[Rows from a pointing dataset]
## Begin

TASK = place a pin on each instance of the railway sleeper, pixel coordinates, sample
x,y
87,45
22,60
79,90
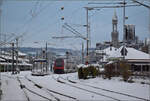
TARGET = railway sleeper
x,y
38,86
22,86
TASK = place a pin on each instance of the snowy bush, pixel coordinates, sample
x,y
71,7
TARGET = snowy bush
x,y
124,70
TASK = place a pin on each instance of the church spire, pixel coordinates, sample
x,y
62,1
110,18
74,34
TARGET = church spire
x,y
115,15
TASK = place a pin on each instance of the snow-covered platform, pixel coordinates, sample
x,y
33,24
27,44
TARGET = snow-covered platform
x,y
24,86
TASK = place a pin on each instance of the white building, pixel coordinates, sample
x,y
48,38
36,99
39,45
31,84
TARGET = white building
x,y
138,60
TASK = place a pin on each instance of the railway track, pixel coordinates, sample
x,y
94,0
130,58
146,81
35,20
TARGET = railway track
x,y
74,82
90,91
24,88
51,91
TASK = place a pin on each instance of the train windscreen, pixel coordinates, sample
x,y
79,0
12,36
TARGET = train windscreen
x,y
59,62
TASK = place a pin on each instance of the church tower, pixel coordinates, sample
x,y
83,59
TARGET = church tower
x,y
114,33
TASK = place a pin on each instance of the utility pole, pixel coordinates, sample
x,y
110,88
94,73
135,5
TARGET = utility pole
x,y
46,57
13,67
88,29
124,3
17,55
82,53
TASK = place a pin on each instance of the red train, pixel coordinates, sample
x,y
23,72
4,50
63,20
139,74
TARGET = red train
x,y
62,65
59,66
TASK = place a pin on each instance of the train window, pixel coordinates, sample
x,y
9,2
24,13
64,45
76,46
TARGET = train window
x,y
59,62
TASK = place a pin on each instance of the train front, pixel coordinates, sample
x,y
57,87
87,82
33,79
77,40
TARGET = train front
x,y
59,66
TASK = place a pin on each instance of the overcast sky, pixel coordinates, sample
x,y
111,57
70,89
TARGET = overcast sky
x,y
40,20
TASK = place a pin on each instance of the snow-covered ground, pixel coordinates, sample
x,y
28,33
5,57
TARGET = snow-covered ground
x,y
69,87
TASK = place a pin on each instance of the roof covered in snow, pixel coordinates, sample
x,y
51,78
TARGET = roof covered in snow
x,y
131,53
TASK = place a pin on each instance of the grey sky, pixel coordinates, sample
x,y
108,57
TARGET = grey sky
x,y
16,17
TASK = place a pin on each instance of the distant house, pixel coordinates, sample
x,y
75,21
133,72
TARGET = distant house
x,y
6,61
138,60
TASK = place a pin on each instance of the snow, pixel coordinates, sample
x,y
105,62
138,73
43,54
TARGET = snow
x,y
12,91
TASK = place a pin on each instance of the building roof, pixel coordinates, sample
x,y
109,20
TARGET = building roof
x,y
132,54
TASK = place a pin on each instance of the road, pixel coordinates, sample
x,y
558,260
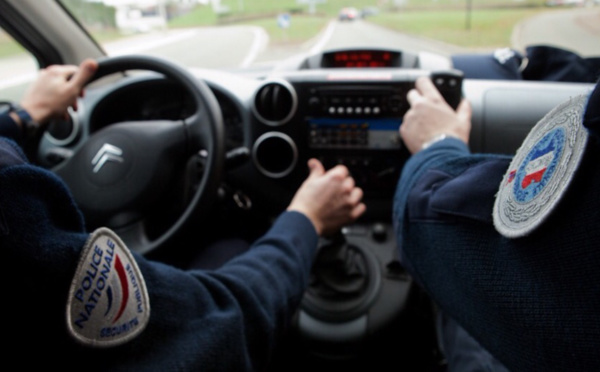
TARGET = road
x,y
577,30
245,46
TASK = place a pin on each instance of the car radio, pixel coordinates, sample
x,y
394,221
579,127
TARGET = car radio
x,y
353,115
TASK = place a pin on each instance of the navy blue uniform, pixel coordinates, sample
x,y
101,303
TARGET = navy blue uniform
x,y
227,319
532,301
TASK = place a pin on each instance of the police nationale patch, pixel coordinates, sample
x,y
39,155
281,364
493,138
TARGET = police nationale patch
x,y
108,302
541,170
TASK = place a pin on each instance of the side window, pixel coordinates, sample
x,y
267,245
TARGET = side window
x,y
17,68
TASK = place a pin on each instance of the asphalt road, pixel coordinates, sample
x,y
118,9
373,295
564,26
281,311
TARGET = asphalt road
x,y
576,29
245,46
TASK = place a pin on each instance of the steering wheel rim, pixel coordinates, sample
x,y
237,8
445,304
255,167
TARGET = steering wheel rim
x,y
203,130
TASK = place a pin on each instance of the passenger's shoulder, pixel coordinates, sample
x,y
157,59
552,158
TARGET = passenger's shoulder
x,y
10,153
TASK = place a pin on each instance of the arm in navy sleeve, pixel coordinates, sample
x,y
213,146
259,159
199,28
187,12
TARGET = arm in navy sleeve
x,y
442,183
9,128
227,319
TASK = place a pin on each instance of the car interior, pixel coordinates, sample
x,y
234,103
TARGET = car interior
x,y
218,155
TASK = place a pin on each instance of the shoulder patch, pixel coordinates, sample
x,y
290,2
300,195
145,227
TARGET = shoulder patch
x,y
541,170
108,302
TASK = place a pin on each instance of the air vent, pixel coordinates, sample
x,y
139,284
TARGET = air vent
x,y
275,102
275,154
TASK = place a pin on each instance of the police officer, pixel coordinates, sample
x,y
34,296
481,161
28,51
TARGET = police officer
x,y
507,247
81,300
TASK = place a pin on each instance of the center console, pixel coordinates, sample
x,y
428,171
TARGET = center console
x,y
358,287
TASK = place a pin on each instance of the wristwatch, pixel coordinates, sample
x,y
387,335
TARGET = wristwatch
x,y
437,138
29,126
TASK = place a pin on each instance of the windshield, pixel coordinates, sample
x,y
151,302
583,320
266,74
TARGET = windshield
x,y
233,34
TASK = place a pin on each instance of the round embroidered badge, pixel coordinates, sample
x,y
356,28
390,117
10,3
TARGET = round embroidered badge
x,y
541,170
108,302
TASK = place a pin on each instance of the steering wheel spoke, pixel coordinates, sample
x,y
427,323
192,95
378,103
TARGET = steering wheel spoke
x,y
131,166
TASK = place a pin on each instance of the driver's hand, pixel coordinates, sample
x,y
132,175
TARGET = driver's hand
x,y
430,116
329,199
56,89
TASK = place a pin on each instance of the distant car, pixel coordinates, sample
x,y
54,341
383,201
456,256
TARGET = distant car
x,y
348,14
553,3
368,11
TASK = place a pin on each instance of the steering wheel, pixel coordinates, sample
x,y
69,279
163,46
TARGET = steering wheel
x,y
118,173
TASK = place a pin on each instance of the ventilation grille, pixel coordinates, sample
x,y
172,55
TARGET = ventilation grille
x,y
275,103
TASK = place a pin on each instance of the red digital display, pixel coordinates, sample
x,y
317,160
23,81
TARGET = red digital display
x,y
362,59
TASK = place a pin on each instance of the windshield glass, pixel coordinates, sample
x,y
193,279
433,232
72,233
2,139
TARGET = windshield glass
x,y
231,34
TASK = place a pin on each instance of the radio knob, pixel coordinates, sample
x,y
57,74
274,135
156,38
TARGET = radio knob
x,y
314,103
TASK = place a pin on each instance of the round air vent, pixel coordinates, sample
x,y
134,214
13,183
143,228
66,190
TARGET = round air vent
x,y
63,131
275,154
275,102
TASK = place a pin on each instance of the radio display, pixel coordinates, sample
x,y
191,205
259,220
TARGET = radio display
x,y
377,134
361,58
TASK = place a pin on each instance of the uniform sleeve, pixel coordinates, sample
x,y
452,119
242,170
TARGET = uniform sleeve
x,y
414,169
229,319
8,127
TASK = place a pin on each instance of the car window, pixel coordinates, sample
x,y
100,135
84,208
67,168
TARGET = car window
x,y
17,68
228,34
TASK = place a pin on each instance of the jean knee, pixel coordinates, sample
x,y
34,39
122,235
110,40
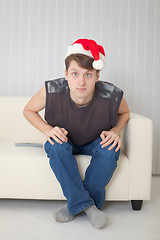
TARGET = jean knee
x,y
49,148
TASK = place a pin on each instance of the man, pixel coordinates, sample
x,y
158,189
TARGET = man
x,y
82,116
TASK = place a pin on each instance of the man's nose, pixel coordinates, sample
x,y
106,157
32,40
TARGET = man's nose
x,y
82,81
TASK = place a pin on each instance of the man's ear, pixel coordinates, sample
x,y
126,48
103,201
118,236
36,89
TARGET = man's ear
x,y
66,74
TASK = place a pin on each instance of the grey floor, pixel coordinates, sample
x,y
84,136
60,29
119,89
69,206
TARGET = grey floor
x,y
33,220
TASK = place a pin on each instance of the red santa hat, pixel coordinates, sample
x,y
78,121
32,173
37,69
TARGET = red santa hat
x,y
90,48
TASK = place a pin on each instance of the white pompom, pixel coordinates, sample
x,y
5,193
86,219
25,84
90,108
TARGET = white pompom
x,y
98,65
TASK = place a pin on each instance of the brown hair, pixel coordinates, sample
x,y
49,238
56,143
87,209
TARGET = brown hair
x,y
82,60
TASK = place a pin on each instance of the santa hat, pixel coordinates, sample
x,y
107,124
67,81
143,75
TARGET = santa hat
x,y
90,48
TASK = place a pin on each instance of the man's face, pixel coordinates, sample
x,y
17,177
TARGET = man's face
x,y
81,83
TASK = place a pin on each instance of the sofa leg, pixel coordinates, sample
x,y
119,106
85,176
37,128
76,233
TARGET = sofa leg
x,y
136,204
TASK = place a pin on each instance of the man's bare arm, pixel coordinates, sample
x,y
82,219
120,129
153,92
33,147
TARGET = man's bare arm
x,y
112,136
35,105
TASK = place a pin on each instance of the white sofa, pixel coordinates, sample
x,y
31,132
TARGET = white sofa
x,y
25,172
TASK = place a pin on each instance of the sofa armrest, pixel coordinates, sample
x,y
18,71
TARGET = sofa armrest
x,y
137,140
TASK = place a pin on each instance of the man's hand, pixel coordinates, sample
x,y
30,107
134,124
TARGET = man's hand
x,y
58,134
109,137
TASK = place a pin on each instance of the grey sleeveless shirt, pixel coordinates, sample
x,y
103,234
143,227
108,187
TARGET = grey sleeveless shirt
x,y
84,124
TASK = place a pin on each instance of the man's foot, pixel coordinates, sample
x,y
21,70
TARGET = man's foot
x,y
62,215
97,218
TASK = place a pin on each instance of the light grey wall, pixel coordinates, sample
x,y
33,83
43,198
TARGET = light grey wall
x,y
34,35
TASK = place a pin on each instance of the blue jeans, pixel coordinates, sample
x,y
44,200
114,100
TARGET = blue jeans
x,y
82,194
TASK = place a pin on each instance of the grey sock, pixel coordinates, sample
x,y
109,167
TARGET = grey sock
x,y
97,218
62,214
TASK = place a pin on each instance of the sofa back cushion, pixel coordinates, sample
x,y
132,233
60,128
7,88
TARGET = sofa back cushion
x,y
13,125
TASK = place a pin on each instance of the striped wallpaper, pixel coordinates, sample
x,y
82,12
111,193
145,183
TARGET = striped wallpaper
x,y
34,35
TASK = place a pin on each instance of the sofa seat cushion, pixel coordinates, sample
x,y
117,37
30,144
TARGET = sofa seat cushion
x,y
26,174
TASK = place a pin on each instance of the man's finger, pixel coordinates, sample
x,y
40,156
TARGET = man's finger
x,y
59,133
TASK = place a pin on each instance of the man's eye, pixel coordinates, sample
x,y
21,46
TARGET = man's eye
x,y
88,75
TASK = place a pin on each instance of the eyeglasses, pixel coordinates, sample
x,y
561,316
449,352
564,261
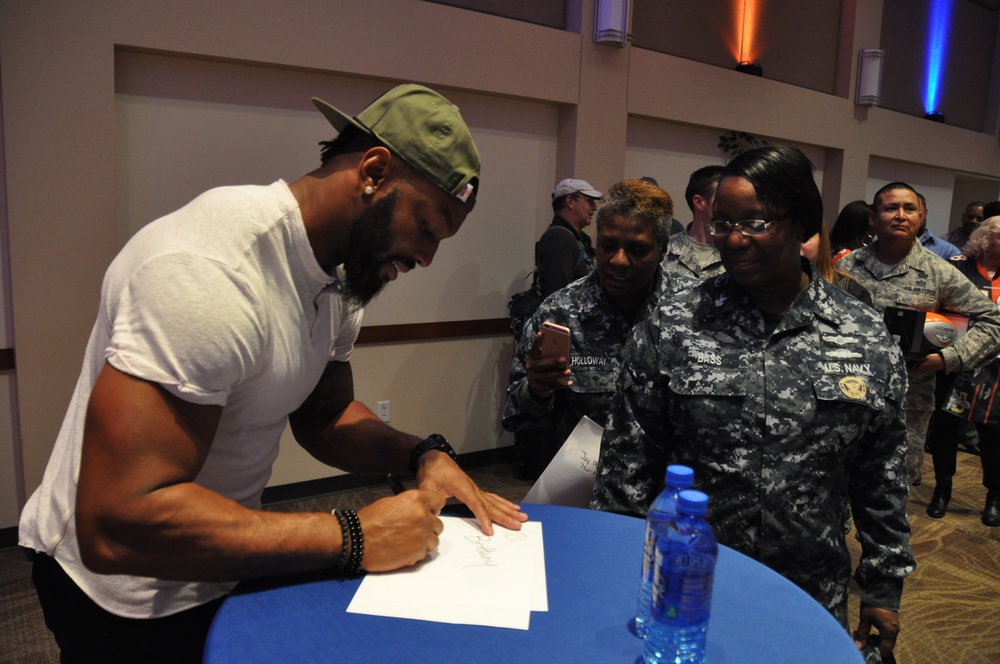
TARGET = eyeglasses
x,y
747,227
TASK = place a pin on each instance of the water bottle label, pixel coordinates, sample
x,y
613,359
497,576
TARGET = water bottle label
x,y
648,554
682,588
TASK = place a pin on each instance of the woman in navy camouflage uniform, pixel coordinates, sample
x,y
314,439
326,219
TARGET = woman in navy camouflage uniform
x,y
785,396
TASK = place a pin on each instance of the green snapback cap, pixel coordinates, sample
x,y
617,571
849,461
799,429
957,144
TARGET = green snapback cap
x,y
425,130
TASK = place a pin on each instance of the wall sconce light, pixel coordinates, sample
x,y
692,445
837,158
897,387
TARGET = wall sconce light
x,y
869,90
612,20
750,68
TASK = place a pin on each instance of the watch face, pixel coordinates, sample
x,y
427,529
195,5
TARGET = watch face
x,y
433,442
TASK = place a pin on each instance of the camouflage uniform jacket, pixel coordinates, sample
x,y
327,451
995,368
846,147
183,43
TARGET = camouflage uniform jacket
x,y
681,257
599,330
784,430
923,281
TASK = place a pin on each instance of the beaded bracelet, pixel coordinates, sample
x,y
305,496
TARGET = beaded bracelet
x,y
345,541
357,543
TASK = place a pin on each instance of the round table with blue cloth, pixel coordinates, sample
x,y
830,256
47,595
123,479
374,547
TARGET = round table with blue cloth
x,y
592,562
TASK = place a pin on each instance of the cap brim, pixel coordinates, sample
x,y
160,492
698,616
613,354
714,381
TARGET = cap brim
x,y
339,120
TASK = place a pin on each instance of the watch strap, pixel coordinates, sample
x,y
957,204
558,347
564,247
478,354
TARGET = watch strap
x,y
435,441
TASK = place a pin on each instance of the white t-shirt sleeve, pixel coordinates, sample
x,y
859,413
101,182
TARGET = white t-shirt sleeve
x,y
345,324
187,323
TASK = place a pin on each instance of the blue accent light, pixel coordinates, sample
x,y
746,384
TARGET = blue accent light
x,y
937,44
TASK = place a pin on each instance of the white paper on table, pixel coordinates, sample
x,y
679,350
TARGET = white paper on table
x,y
570,476
471,579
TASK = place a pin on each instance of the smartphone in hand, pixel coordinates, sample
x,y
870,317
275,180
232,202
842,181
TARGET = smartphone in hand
x,y
555,340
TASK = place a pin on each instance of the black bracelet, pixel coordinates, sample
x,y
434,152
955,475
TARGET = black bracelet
x,y
345,541
357,543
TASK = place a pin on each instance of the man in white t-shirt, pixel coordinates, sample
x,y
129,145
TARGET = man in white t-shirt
x,y
218,324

## End

Emit verbatim the lines running from the one with "TASK = place a pin on each instance of the beaded" through the last line of the data, both endpoints inclusive.

■ Output
TASK = place a pin on each instance of the beaded bracelet, pixel coordinates, sample
x,y
305,496
TARGET = beaded bracelet
x,y
345,541
357,543
TASK = place a pin on each instance of the round table with blue cloth, pixel coordinates, sample
x,y
830,256
47,595
123,479
374,547
TARGET = round table with blue cloth
x,y
592,562
TASK = place a pin on each instance of the cap brim, pixel coordinates, sample
x,y
160,492
698,616
613,354
714,381
TARGET = cap brim
x,y
339,120
TASK = place a pin on each instance of the watch strap, pixel coordinates, sample
x,y
957,204
558,347
564,247
478,354
TARGET = watch strap
x,y
435,441
TASK = place a pin on each instance of the white t-shirt sleeve, pixel coordinates, sample
x,y
859,413
101,182
TARGET = white t-shirt sleeve
x,y
345,324
187,323
TASK = place a pin on each instance of the blue accent light, pixel coordinates, sample
x,y
746,384
TARGET = blue accent light
x,y
937,44
TASK = place a pin on each instance of the white paper on table, pixel coordinates, sample
x,y
679,350
TARGET = white paper on table
x,y
570,476
471,579
TASK = place a pin on each instance of the smartphone in hand, pixel coordinates, sample
x,y
870,317
275,180
232,202
842,181
TARGET = smartphone in hand
x,y
555,340
TASK = place a pin on each instance of the black bracelet, pixel coordinates, sample
x,y
434,152
955,475
TARGET = black bracelet
x,y
345,541
357,543
TASK = place a pin on each instance of the man in white t-shirt, pixel coordinates, sample
x,y
129,145
TARGET = man in white t-shirt
x,y
218,324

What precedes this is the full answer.